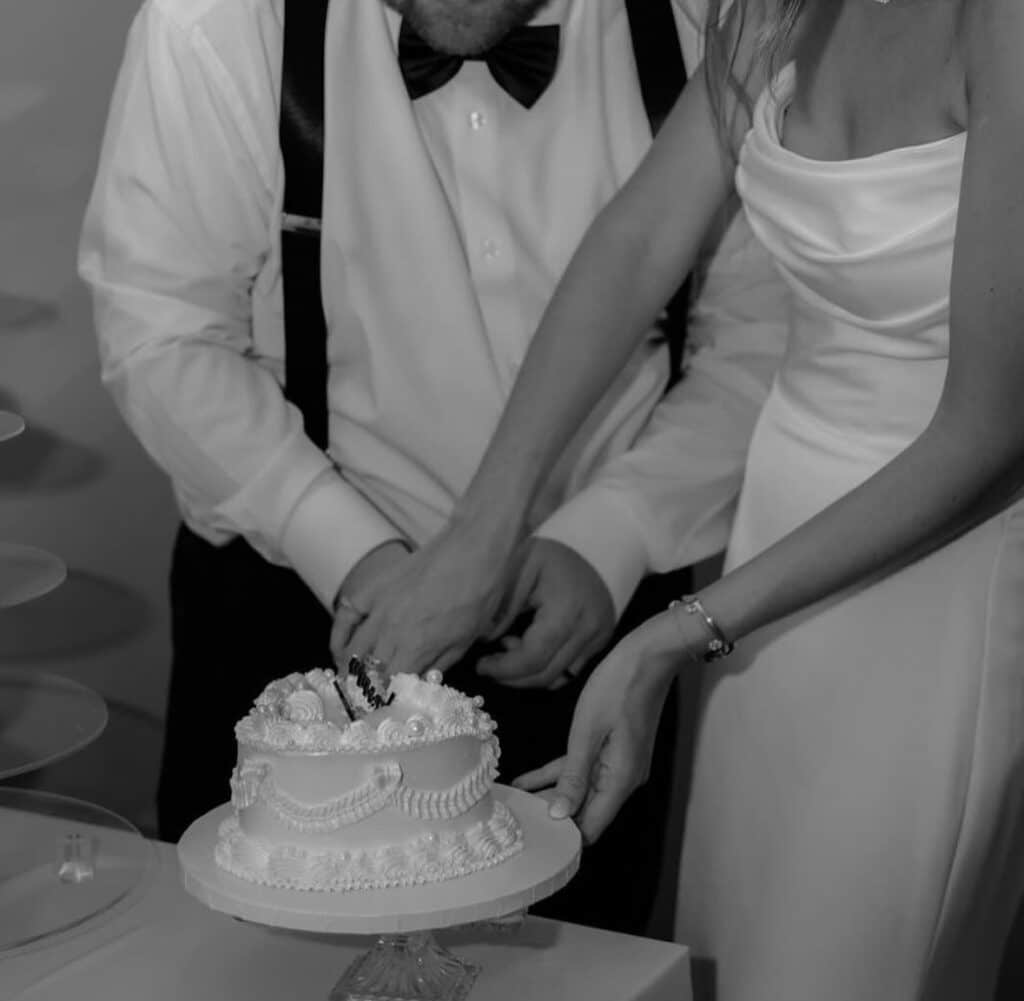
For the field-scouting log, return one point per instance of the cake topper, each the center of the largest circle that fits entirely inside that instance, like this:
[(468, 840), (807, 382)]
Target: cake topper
[(367, 672)]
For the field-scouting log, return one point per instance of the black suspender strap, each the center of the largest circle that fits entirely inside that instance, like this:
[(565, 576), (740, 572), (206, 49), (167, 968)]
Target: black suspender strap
[(662, 73), (301, 136), (658, 56)]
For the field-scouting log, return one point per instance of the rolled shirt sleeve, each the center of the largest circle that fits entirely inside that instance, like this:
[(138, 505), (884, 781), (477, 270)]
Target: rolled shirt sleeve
[(669, 502), (177, 231)]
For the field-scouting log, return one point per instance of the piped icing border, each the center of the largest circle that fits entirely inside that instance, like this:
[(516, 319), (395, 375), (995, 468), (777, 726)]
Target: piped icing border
[(428, 858), (304, 712), (252, 782)]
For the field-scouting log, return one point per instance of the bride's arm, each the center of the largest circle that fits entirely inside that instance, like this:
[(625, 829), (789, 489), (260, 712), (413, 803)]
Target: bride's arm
[(970, 460)]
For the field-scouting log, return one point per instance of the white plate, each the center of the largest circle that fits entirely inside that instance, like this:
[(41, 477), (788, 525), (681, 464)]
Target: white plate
[(44, 717), (37, 908), (27, 572)]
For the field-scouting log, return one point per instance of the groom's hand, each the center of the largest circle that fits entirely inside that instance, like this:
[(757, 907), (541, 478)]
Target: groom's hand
[(568, 614), (425, 611)]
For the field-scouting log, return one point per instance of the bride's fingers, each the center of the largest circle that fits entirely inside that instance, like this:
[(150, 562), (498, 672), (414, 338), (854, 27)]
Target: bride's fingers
[(573, 783), (541, 778)]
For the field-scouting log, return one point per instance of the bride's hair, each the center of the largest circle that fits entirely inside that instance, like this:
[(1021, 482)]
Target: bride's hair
[(727, 71)]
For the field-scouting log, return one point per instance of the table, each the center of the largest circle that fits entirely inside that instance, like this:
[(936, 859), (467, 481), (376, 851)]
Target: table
[(170, 947)]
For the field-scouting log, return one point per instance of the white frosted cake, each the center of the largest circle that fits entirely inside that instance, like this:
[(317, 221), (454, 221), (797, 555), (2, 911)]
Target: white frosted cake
[(338, 787)]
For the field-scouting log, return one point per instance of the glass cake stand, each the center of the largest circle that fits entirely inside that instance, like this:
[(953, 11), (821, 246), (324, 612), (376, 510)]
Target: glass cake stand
[(11, 425), (406, 962), (66, 867)]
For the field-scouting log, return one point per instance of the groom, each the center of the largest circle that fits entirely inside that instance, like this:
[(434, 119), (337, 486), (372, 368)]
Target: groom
[(454, 192)]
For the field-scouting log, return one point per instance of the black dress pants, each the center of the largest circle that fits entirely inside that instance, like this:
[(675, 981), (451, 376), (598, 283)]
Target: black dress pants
[(238, 622)]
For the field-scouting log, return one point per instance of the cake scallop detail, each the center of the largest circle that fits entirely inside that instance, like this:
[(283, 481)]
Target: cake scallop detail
[(397, 796)]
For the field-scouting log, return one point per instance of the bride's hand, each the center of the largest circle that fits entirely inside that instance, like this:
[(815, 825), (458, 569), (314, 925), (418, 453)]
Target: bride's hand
[(613, 728)]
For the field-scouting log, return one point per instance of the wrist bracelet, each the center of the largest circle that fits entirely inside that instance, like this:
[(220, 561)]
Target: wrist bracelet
[(718, 645)]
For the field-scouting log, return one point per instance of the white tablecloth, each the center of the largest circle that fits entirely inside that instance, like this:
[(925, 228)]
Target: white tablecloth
[(170, 948)]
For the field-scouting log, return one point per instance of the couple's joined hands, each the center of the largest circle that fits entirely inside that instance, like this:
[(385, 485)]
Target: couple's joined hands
[(426, 609), (542, 613)]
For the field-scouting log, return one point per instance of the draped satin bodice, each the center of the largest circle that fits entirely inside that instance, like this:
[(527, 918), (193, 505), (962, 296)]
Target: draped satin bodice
[(866, 247)]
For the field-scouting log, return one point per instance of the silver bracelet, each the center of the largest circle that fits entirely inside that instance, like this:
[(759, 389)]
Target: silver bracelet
[(718, 645)]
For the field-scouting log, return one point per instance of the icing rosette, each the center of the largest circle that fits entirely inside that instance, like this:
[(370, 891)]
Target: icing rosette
[(304, 705)]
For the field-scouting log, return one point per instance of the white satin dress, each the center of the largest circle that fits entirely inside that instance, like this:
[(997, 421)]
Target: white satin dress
[(854, 831)]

WHAT YOU HAVE TO DO - Quote the line that contains "[(370, 891)]" and each line after it through the end of the data, exactly, leaving out everything else.

TASK SOLUTION -
[(370, 891)]
Target: icing rosette
[(304, 705)]
For the field-scouting log, return one point per instance of the white satin dress, each the center of the largest circle that fits entirely inside that instance, like this:
[(997, 421)]
Target: white satin dress
[(854, 831)]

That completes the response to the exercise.